Document excerpt START

Materials and methods

Data mining

ERVE sequences from the human genome were retrieved by means of an automated nucleotide and protein sequence homology combined iterative approach (Bartolome et al. 2009). The sequence of the internal region of a full potentially active ERVE element (AF499232) was used as query, and the human genome reference sequence (GRCh37/hg19) as subject. All the sequence hits that displayed ≥60 % nucleotide homology over at least 80 % of the length of the query were regarded as full-length insertions of the ERVE family. Nucleotide sequence alignments were initially obtained with MUSCLE (Edgar 2004) and subsequently corrected by hand with the aid of Bioedit (Hall 1999). ERVE copies bearing long deletions at particular retroviral genes were not used for the corresponding phylogenetic analyses; also, when two insertions appeared to be products of segmental duplication and not of independent transposition, only one of them was kept for further analyses (Table S1). Map positions of the different insertions were obtained with the BLAT alignment tool (Kent 2002) of UCSC Genome Bioinformatics, using genome assembly Feb. 2009 (GRCh37/hg19), and do not include the LTRs.

Document excerpt END
Input data START

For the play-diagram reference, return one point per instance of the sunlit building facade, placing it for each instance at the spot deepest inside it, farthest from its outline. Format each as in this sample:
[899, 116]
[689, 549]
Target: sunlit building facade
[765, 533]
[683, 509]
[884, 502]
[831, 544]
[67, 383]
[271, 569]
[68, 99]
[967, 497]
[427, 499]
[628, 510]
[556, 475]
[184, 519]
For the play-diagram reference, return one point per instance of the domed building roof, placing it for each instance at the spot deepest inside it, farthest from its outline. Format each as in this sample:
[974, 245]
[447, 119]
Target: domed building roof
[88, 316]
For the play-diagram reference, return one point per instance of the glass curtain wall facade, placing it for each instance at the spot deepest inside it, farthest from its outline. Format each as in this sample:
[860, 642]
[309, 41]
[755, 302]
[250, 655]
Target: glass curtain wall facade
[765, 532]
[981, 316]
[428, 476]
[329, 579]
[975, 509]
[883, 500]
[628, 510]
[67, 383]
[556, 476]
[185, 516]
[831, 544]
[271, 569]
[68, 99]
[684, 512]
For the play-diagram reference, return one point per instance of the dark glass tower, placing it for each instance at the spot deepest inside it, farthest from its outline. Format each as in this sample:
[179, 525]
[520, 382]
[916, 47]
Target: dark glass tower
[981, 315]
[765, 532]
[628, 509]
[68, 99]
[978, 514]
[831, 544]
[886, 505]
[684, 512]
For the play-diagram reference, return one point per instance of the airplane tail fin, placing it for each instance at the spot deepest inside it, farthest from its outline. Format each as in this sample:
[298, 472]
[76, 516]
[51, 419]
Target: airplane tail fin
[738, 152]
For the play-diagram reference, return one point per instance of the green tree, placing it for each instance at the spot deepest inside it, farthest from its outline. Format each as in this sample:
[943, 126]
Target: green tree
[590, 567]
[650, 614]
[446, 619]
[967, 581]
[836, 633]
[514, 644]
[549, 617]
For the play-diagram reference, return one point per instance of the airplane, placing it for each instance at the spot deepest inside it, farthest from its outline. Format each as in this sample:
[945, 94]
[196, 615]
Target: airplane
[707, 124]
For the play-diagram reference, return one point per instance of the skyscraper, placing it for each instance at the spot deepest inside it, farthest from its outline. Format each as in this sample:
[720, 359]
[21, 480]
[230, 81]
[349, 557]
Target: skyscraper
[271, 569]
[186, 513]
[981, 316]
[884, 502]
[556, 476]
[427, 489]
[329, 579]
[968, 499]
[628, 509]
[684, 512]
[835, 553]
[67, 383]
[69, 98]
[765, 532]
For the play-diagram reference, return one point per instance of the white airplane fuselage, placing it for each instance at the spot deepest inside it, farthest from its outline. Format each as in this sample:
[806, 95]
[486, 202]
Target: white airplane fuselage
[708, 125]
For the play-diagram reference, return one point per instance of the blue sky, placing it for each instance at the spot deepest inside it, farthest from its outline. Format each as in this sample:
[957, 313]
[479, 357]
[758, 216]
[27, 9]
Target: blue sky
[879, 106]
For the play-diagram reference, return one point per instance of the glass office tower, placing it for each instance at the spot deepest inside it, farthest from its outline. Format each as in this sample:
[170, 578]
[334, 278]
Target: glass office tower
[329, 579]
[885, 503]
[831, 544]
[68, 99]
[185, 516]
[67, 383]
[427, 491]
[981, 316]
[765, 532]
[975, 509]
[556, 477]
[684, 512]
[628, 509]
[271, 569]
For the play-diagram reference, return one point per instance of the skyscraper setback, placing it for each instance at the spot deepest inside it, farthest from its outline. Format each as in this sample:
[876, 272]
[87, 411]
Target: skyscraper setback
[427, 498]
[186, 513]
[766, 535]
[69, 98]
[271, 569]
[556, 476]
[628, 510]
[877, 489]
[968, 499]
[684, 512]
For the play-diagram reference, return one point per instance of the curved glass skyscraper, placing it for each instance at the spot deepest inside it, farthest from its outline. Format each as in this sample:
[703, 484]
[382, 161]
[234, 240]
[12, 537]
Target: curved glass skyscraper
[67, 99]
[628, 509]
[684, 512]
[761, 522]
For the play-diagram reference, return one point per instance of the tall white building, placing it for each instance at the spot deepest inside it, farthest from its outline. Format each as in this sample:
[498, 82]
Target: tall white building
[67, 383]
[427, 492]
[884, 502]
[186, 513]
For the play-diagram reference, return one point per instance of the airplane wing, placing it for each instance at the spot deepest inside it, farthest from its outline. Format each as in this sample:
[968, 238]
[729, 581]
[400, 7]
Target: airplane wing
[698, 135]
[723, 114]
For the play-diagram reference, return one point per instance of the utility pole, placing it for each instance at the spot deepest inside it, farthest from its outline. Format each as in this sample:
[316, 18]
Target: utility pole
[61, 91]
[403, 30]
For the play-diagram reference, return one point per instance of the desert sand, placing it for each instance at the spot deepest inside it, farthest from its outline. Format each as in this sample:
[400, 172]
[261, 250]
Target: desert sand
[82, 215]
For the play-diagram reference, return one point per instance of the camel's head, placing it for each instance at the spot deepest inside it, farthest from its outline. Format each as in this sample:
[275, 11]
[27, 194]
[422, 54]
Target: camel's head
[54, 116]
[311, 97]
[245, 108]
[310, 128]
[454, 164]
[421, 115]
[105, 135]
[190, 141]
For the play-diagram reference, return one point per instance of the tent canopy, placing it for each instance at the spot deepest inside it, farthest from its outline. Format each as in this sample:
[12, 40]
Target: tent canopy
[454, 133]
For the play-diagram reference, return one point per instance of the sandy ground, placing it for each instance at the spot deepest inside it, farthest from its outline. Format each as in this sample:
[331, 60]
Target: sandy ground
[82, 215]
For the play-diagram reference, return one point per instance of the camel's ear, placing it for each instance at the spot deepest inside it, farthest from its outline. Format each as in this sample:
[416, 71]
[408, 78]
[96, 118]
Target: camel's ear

Input data END

*Work request A*:
Answer these from the methods text on finding ERVE sequences in the human genome:
(i) Which accession number belongs to the full ERVE element whose internal region served as the query?
(ii) Which program was used to fix the sequence alignments by hand?
(iii) What do the map positions of the insertions leave out?
*Work request B*: Continue the methods text on finding ERVE sequences in the human genome, starting after its last sentence.

*Reply A*:
(i) AF499232
(ii) Bioedit
(iii) The LTRs

*Reply B*:
Phylogenetic analysis

Reconstructions of the phylogenetic relationships among ERVE insertions were carried out with MEGA (Tamura et al. 2007). For neighbor-joining, distances were computed under the maximum composite likelihood model, with the pairwise deletion option; the reliability of the inferred tree was evaluated using the bootstrap resampling technique (1,000 replicates). For maximum parsimony, searches were conducted by close neighbor interchange (level = 1), with initial tree by random addition (20 replications), using all positions; a composite tree was finally obtained using a majority-rule consensus of equally most parsimonious trees.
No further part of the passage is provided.